▸ **Stated exercise 1**
Update the entries from the line containing "Can you find the woven" through the end of the entries, replacing "dried palm frond" with "palm leaf" and leaving everything else unchanged. Return only those lines.

** Start of Passage to read **

While still in the early stages of development, free-roaming, energy-efficient muscles like these could be used to create ultra-small drug delivery pumps and who knows, may even human-like cyborgs in the decades to come.

In the study, published Wednesday in the journal Science Robotics, the researchers describe their initial model of these muscles as nothing more than a magnetic particle-filled water balloon in a carbon fiber fishnet. This balloon contraption sat nestled in a magnetic coil so that induction heating from the coil could heat the water inside the balloon to create steam. The carbon fiber provided a structure for the ballon to expand in without tipping over or forming a sphere.

"They are really as soft as human skin," says Miravakili. "The website of the manufacturer describes it as [being] 'very soft, very strong and very 'stretchy.'"

The researchers found that the pressure created in the balloon-muscle through this liquid-to-gas phase change was enough to create a 20 percent strain (how deformed the muscle appeared) in 10 seconds and exert 40 kilojoules/meter cubed of mechanical work (how much energy it can exert on another object.) These mechanical forces are proportional to that achieved by the human body, the authors write, and meant that the muscle was capable of lifting heavy loads compared to its weight.

** End of Passage to read **
** Start of Record extracts **

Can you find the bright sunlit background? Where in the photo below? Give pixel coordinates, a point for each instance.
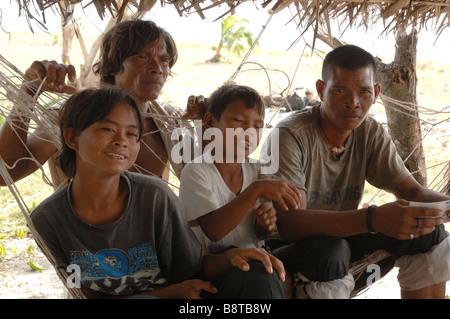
(281, 32)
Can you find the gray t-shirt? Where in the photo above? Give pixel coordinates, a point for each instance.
(334, 183)
(149, 246)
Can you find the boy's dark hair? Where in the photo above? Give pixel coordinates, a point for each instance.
(126, 39)
(349, 57)
(228, 93)
(85, 108)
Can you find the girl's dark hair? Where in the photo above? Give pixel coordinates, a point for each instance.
(85, 108)
(125, 39)
(228, 93)
(349, 57)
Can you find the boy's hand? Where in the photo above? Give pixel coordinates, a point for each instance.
(282, 192)
(265, 215)
(239, 257)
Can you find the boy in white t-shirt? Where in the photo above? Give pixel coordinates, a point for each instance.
(226, 205)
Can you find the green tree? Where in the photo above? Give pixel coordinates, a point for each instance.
(234, 36)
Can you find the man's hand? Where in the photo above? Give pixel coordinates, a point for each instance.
(401, 221)
(196, 108)
(281, 192)
(266, 215)
(54, 74)
(239, 257)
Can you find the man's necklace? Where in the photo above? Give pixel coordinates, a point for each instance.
(336, 151)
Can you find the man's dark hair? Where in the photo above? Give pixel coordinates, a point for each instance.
(85, 108)
(349, 57)
(228, 93)
(126, 39)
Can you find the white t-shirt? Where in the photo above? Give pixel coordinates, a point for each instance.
(202, 190)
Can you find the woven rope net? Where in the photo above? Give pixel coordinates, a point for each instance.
(38, 110)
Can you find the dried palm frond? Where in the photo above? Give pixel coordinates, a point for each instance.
(396, 14)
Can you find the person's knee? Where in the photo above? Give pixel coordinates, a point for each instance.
(322, 258)
(333, 255)
(256, 283)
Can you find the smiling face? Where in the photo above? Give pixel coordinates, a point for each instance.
(144, 74)
(241, 127)
(108, 146)
(347, 97)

** End of Record extracts **

▸ **Stated exercise 2**
According to the passage on artificial muscles, in which journal was the study published?

▸ **Correct response 1**
Can you find the woven rope net? Where in the photo above? Give pixel coordinates, a point for each instance.
(38, 110)
Can you find the palm leaf? Where in the photo above? Give pixel coordinates, a point for each instance.
(396, 14)
Can you find the person's knee? Where in the photo above? Give pixel coordinates, a point for each instance.
(322, 258)
(333, 255)
(256, 283)
Can you find the smiling face? Where in the photo above? Give pixel coordinates, a point for each instance.
(144, 74)
(241, 127)
(108, 146)
(347, 97)

▸ **Correct response 2**
Science Robotics